PROBLEM REQUIREMENTS:
Output all of the entries exactly as written.

EXERCISE MATERIAL:
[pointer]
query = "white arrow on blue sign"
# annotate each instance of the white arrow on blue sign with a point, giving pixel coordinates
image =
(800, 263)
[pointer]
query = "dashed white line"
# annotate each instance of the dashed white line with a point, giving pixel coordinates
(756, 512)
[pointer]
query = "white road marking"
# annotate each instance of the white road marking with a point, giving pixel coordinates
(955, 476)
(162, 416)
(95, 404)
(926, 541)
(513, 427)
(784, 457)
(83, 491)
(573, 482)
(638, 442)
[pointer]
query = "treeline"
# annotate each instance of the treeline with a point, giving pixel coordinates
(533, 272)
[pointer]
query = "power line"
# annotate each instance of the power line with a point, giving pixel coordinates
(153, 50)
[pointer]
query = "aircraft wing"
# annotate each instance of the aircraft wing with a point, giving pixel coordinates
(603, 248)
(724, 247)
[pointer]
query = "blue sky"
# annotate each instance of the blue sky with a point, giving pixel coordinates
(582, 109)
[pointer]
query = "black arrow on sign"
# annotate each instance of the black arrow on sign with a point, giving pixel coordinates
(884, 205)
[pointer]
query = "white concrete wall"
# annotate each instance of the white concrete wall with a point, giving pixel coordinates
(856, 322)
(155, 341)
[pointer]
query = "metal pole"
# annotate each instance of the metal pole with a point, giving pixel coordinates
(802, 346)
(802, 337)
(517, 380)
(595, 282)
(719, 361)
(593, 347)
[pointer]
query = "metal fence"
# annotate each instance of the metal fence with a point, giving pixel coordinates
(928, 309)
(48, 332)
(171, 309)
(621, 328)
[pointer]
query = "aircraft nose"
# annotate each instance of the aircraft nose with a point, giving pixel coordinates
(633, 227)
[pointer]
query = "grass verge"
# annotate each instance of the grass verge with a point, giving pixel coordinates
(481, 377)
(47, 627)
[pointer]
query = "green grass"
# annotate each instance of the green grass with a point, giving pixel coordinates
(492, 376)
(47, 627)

RESPONSE TO THIS EXERCISE:
[pointer]
query = "white arrow on blue sign"
# annotate each instance of the white arrow on blue sign with a point, giving pixel coordinates
image =
(800, 263)
[pointer]
query = "dashed white line"
# annotate each instance of the dashed white line with a point, giving pixel coordinates
(756, 512)
[pointer]
query = "white road marking"
# annotate each instance of the white road marking with a point, giving pixel coordinates
(955, 476)
(162, 416)
(95, 404)
(926, 541)
(513, 427)
(784, 457)
(83, 491)
(573, 482)
(638, 442)
[pointer]
query = "treeline"
# annotate each instance of the treeline with a point, giving pixel coordinates
(533, 272)
[pointer]
query = "power line"
# annotate each instance of the power line with a point, giving pixel coordinates
(153, 50)
[pointer]
query = "aircraft wing"
# annotate each instance of the aircraft wing with a point, giving pixel coordinates
(603, 248)
(724, 247)
[pointer]
query = "blue sky"
# annotate each instance of the blue sky with a point, giving pixel coordinates
(582, 109)
[pointer]
query = "black arrow on sign"
# annotate each instance of the black arrow on sign with a point, giving pixel coordinates
(884, 205)
[pointer]
query = "white concrete wall"
# annotate each instance of the white concrete wall with a point, giving pixel coordinates
(856, 322)
(155, 341)
[pointer]
query = "metal pole"
# annotate each instance of the metal pole with a point, giving pixel coordinates
(802, 346)
(802, 337)
(517, 380)
(595, 282)
(719, 361)
(593, 347)
[pointer]
query = "metal fence"
# annotate each instance of the metal fence with a point, giving pixel coordinates
(928, 309)
(48, 332)
(171, 309)
(621, 328)
[pointer]
query = "aircraft nose"
# annotate each instance of the aircraft nose with a point, giving pixel coordinates
(633, 227)
[pointer]
query = "grass verge"
# annotate each instance of the grass verge with a point, giving pixel coordinates
(481, 377)
(47, 627)
[pointer]
query = "green grass"
# annotate each instance of the green grass with a point, giving pixel coordinates
(492, 376)
(47, 627)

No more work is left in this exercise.